- _The problem_: Transcribe the material below word for word, starting at the line containing "of the small" and continuing through the line containing "pixel 82 116", both included.

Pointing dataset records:

----

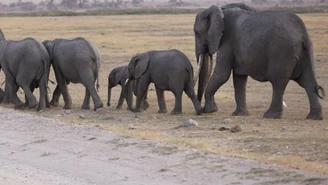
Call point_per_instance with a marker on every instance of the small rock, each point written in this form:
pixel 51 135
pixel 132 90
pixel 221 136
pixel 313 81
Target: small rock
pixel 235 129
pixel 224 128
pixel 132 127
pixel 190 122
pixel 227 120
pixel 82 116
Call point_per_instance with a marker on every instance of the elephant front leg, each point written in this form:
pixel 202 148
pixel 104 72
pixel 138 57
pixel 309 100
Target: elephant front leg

----

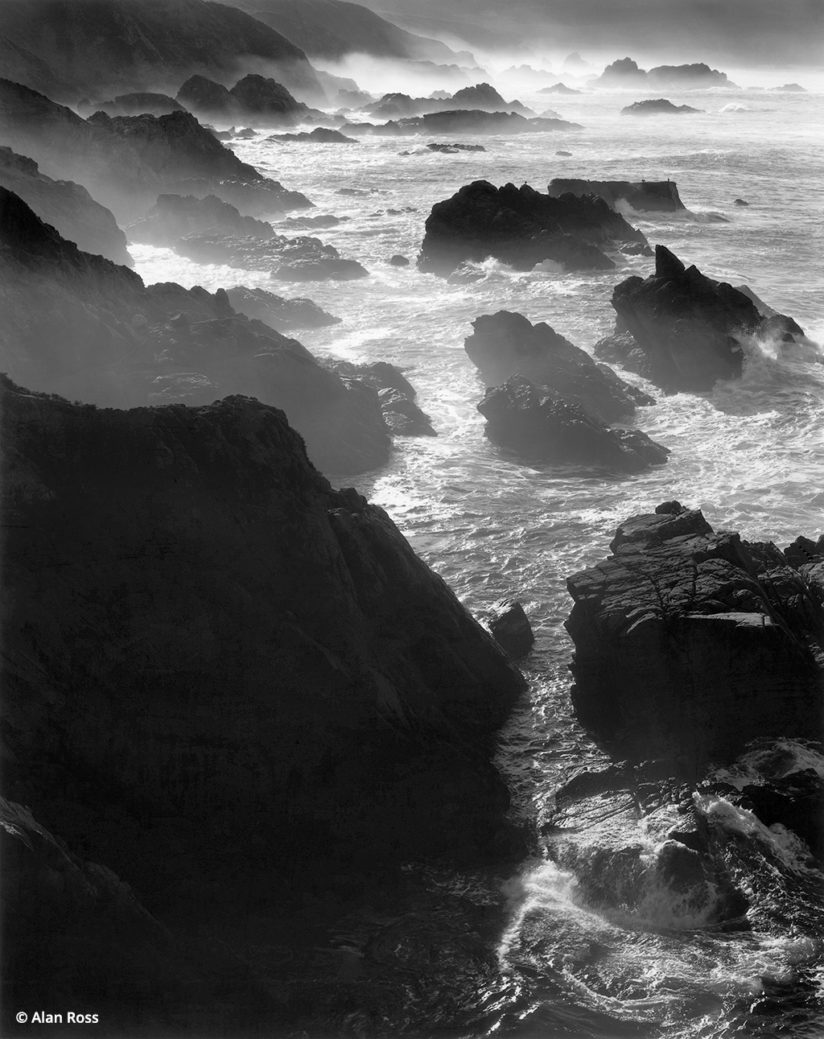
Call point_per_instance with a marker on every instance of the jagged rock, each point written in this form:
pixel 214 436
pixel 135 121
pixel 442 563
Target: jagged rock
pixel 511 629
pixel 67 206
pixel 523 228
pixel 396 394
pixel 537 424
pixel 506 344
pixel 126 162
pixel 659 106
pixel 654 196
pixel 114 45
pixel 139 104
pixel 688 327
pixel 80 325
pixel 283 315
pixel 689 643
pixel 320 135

----

- _Solution to the problem_:
Call point_per_instance with a marker on every instance of the small rock, each point written in this form:
pixel 51 135
pixel 132 90
pixel 221 136
pixel 313 81
Target: small rock
pixel 235 129
pixel 224 128
pixel 132 127
pixel 190 122
pixel 227 120
pixel 82 116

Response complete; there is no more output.